◆ **Required work**: Tally the lines below that contain "baseball". The number is the whole answer.

◆ **Supplied data**:

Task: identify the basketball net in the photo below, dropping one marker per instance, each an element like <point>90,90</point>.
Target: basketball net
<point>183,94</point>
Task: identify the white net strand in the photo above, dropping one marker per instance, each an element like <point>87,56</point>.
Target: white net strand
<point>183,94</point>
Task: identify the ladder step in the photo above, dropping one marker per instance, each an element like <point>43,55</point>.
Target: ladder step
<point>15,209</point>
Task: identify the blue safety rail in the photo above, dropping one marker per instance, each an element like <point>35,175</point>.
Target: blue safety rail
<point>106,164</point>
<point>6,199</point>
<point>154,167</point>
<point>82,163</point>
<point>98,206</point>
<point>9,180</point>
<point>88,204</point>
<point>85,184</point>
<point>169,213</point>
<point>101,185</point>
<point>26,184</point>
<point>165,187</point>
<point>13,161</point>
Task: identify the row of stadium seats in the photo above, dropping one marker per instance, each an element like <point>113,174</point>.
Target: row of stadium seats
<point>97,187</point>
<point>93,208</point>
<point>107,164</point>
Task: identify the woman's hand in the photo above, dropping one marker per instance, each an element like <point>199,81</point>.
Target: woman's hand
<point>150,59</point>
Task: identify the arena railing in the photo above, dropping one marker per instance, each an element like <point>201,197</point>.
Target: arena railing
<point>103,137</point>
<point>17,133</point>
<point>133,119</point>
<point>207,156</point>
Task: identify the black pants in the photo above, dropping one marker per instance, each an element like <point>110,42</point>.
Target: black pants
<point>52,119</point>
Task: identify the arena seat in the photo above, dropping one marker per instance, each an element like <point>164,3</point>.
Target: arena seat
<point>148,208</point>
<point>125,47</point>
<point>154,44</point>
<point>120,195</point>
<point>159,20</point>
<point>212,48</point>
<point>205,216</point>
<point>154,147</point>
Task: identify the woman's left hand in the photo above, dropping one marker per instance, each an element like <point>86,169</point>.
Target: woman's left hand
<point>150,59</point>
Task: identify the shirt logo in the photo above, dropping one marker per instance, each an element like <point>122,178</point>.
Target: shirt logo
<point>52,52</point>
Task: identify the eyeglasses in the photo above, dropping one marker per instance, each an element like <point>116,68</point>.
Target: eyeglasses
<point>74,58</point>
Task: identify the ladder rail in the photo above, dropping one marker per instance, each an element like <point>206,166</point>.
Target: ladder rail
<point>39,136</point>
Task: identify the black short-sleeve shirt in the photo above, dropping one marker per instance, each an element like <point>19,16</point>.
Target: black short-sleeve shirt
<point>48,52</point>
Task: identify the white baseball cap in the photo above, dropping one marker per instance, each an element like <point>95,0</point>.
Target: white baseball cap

◆ **Exercise output**: 2